Etat, entreprises et « secteur pluriel », plutôt que « société civile », sont les trois piliers de l’équilibre des démocraties dans le monde, explique l’universitaire Henry Mintzberg dans une tribune au « Monde ».
Tribune. Que doit faire la France à présent ? Elle a rejeté l’extrême droite (à la différence de la Hongrie, du Brésil et des Etats-Unis) comme l’extrême gauche (contrairement à la Russie et au Venezuela), ainsi que les populismes des deux bords. Elle s’est ancrée au centre – c’est ce qu’il semblait, en tout cas – autour de la démocratie libérale. Et, à présent, voyez ce qui s’est passé.

□ □ □ □

● **EXERCICES**:
• a. Reproduisez fidèlement le passage de la tribune sur l'équilibre des démocraties, depuis « Tribune. Que doit » jusqu'à « qui s’est passé. » inclus.
• b. Poursuivez la tribune sur l'équilibre des démocraties à la suite de sa dernière phrase.
Le listing n'a aucune utilité pour ce travail.

● **DONNÉES COLLECTÉES**:

□ □ □ □

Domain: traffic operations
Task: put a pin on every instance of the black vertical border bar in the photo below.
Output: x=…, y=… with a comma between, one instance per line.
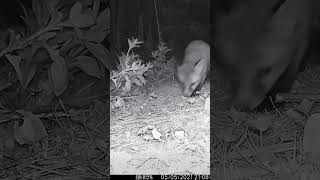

□ □ □ □

● **RÉPONSES PAR EXERCICE**:
• a.
Tribune. Que doit faire la France à présent ? Elle a rejeté l’extrême droite (à la différence de la Hongrie, du Brésil et des Etats-Unis) comme l’extrême gauche (contrairement à la Russie et au Venezuela), ainsi que les populismes des deux bords. Elle s’est ancrée au centre – c’est ce qu’il semblait, en tout cas – autour de la démocratie libérale. Et, à présent, voyez ce qui s’est passé.

• b.
La promesse de la démocratie libérale est que libérer les marchés libère les sociétés. Comparée à ce qui se passait autrefois, la démocratie a tenu parole, plus ou moins. La marée montante a de fait hissé de nombreux bateaux. Ce n’est plus le cas. Aujourd’hui, les yachts qui sont dessus écrasent les youyous qui sont dessous. Confortés par le dogme économique selon lequel l’avidité est une bonne chose, les marchés sacrés, et les gouvernements suspects, les vainqueurs ont réussi à remplacer les valeurs humaines par la valeur actionnariale.
Grâce aux médias sociaux et à une presse liée aux groupes industriels, ainsi qu’aux tactiques de financement politique (en particulier aux Etats-Unis, où la Cour suprême a légalisé la corruption), ils ont biaisé les campagnes électorales et corrompu les gouvernements. La démocratie libérale est ainsi devenue un oxymore : elle n’est plus socialement libérale et représente au contraire une menace pour la démocratie.
« Diviser pour régner est la grande règle du jeu de la mondialisation »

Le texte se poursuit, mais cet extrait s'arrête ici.